MATERIAL FOR THIS TASK: Begin
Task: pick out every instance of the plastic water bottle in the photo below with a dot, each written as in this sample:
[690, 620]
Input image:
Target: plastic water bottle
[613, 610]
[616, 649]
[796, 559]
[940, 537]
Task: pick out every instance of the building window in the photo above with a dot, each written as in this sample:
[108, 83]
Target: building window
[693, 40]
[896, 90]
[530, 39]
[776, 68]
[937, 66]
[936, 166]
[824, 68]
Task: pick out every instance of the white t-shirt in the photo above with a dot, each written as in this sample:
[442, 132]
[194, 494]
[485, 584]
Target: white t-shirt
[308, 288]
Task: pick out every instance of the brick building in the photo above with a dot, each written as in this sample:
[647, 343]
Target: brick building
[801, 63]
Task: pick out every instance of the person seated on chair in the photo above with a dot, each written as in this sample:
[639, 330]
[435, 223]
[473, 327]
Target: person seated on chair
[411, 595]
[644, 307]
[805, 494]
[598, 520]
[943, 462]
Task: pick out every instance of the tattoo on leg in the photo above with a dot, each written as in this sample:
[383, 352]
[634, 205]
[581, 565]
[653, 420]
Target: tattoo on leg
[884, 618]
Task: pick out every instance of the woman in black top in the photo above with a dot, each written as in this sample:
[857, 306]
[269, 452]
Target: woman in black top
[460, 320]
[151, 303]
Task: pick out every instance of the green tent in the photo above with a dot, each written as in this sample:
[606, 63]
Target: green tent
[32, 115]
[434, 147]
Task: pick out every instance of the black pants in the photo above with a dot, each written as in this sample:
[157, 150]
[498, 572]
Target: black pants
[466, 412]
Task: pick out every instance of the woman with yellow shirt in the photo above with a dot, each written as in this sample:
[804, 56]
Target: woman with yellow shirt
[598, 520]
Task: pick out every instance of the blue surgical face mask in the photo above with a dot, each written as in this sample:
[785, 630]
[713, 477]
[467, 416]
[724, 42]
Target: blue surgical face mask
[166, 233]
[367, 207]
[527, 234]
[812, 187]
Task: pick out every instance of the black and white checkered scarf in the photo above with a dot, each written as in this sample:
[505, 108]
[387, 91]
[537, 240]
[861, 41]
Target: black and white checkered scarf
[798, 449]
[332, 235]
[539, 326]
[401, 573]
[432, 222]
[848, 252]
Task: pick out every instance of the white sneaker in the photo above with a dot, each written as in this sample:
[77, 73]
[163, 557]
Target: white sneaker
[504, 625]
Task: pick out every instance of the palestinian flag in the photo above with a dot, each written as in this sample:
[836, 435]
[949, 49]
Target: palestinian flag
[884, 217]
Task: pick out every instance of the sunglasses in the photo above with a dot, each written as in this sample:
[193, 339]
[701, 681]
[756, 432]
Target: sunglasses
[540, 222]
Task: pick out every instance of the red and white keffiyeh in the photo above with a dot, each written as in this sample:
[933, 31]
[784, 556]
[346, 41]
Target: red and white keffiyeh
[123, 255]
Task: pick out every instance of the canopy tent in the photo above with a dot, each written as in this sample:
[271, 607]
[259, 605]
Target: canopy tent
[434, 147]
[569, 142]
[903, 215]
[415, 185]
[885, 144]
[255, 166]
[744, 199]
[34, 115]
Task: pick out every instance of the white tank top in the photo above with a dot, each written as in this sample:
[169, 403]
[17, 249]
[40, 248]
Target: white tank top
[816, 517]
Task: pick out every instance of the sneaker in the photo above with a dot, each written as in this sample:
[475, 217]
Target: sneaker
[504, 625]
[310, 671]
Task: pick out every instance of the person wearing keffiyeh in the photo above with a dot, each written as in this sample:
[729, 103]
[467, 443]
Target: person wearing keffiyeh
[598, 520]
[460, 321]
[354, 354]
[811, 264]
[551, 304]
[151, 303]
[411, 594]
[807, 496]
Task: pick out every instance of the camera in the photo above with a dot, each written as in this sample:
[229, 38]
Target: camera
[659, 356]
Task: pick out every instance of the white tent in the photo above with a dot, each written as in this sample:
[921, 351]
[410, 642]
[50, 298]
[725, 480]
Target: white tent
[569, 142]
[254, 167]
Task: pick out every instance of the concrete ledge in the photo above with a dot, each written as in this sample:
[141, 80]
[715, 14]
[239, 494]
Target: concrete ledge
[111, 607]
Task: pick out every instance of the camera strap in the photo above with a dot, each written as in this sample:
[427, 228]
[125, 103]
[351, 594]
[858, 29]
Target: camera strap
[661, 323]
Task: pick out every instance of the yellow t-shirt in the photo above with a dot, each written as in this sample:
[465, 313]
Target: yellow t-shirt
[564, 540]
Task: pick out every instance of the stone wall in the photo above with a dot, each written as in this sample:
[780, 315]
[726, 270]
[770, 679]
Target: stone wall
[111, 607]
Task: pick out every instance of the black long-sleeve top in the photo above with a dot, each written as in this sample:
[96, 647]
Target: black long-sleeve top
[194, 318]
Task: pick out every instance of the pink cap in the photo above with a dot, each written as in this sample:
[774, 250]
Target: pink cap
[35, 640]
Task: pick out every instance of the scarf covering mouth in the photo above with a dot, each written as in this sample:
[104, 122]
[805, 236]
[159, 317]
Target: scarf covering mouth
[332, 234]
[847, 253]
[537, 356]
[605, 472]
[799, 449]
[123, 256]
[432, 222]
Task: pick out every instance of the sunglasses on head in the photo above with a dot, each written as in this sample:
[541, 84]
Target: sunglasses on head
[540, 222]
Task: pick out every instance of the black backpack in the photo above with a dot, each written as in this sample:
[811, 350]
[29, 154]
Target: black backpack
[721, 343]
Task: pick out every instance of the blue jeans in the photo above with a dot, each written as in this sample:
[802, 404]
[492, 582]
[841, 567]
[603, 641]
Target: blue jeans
MATERIAL FOR THIS TASK: End
[EXERCISE DESCRIPTION] Using the material above, write out each entry again with nothing changed.

[RESPONSE TO THIS EXERCISE]
Task: pick out every instance of the plastic water bottle in the photo below with a dot, each written as in this sample:
[690, 620]
Input image:
Target: plastic water bottle
[613, 610]
[616, 649]
[796, 559]
[940, 537]
Task: pick out every instance of the building window in the photo above with a dot, each written as in this sample:
[108, 83]
Target: building window
[693, 40]
[896, 90]
[530, 39]
[776, 68]
[937, 66]
[936, 166]
[824, 68]
Task: pick out every instance of the white t-shirt in the photo above with a dot, each written as in this sample:
[442, 132]
[194, 494]
[485, 584]
Target: white t-shirt
[308, 288]
Task: pick out every instance of the brick building in the photo above with a dot, each written as in this sample:
[647, 343]
Target: brick building
[801, 63]
Task: pick out every instance of the person seated on chair in the photo above with a dot, each written as in this sample:
[639, 330]
[435, 223]
[473, 327]
Target: person seated on chair
[411, 595]
[644, 307]
[805, 494]
[598, 520]
[943, 462]
Task: pick out every instance of the tattoo on leg in the photo above with a dot, each written as in this sample:
[383, 352]
[634, 205]
[581, 565]
[653, 420]
Target: tattoo on leg
[884, 618]
Task: pick out every instance of the woman in black top in the photo above with a dot, each written as in this sample:
[857, 306]
[269, 452]
Target: woman in black top
[460, 320]
[151, 303]
Task: pick out every instance of the green tent in the photo above with a dot, each written as in this sample:
[606, 63]
Target: green tent
[32, 115]
[434, 147]
Task: pick out every instance of the black pants in the photo above with a dot, each written as in this sample:
[157, 150]
[498, 572]
Target: black pants
[466, 412]
Task: pick out every instance of the woman with yellow shirt in the photo above with a dot, each written as in this sample:
[804, 56]
Target: woman with yellow shirt
[598, 520]
Task: pick out every instance of the blue surgical face mask in the photo above with a dot, each written as in this sample:
[785, 630]
[713, 477]
[467, 416]
[724, 42]
Target: blue surgical face mask
[166, 233]
[367, 207]
[527, 234]
[812, 187]
Task: pick out every instance of the black and white checkered scarf in the photo above with a dot, each written as in this sample:
[505, 108]
[387, 91]
[537, 240]
[861, 41]
Target: black and white checkered scarf
[798, 449]
[332, 235]
[539, 326]
[401, 573]
[432, 222]
[848, 252]
Task: pick out every instance of the white sneaker in the photo above with a dot, each written as in this sample:
[77, 73]
[163, 557]
Target: white sneaker
[504, 625]
Task: pick out every instance of the palestinian flag in the photo above with a dot, each written as in this sample:
[836, 435]
[949, 49]
Target: palestinian flag
[884, 217]
Task: pick out every instance of the sunglasses in the photo above with a dot, each written as in this sample:
[193, 339]
[701, 681]
[756, 432]
Target: sunglasses
[540, 222]
Task: pick out every instance of the red and white keffiyeh in the photo above with a dot, each written as in this sample:
[933, 31]
[784, 556]
[346, 41]
Target: red and white keffiyeh
[123, 255]
Task: pick out every instance of the canopy tent in the photo above with a dot, each written as in this sample:
[271, 607]
[259, 605]
Target: canopy tent
[434, 147]
[569, 142]
[903, 215]
[415, 185]
[885, 144]
[255, 166]
[744, 199]
[34, 115]
Task: pick out every instance of the white tank top in the photo above with a dot, each written as in this sample:
[169, 403]
[17, 249]
[40, 248]
Target: white tank top
[816, 517]
Task: pick out every instance of the sneaker in the photo above with a dot, each written as in this sample:
[475, 217]
Target: sneaker
[504, 625]
[310, 671]
Task: pick out every instance of the person wearing keffiyeh in the photo above with a dot, each written as in this sample:
[729, 103]
[467, 443]
Target: person wearing keffiyeh
[598, 520]
[460, 321]
[354, 354]
[811, 264]
[551, 304]
[151, 303]
[411, 594]
[807, 496]
Task: pick out every instance of the camera in the photo above with a dot, each written as in this sample:
[229, 38]
Target: camera
[659, 356]
Task: pick out every instance of the white tent in the photo above with a dot, each written as in this sample:
[921, 351]
[410, 642]
[50, 298]
[725, 480]
Target: white tent
[569, 142]
[254, 167]
Task: pick out every instance of the concrete ledge in the photo above with a dot, each written as in this sample:
[141, 80]
[715, 14]
[239, 494]
Target: concrete ledge
[111, 607]
Task: pick out every instance of the camera strap in the photo above with a dot, each written as in this sample:
[427, 228]
[125, 103]
[351, 594]
[858, 29]
Target: camera strap
[661, 323]
Task: pick out every instance of the yellow t-shirt in the photo above with a dot, each written as in this sample:
[465, 313]
Target: yellow t-shirt
[564, 540]
Task: pick out every instance of the stone wall in the photo above with a dot, each written as in this sample:
[780, 315]
[726, 270]
[770, 679]
Target: stone wall
[111, 607]
Task: pick out every instance of the black long-sleeve top in the photo above with a dot, each written as in this sample:
[96, 647]
Target: black long-sleeve top
[194, 318]
Task: pick out every instance of the pink cap in the photo above with a dot, each written as in this sample:
[774, 250]
Target: pink cap
[35, 640]
Task: pick out every instance of the scarf covering mouth in the photo above with a dot, each written as in this sample:
[104, 122]
[805, 236]
[159, 317]
Target: scarf covering mouth
[332, 234]
[847, 253]
[537, 356]
[605, 472]
[799, 449]
[123, 256]
[432, 222]
Task: pick out every instance of the sunglasses on head in the photo above with a dot, each written as in this sample:
[541, 84]
Target: sunglasses on head
[540, 222]
Task: pick out every instance of the black backpack in the photo above with a dot, each written as in this sample:
[811, 350]
[29, 154]
Target: black backpack
[721, 343]
Task: pick out every instance of the blue jeans in the photo above with a dot, each written as in this sample:
[802, 404]
[492, 582]
[841, 567]
[603, 641]
Target: blue jeans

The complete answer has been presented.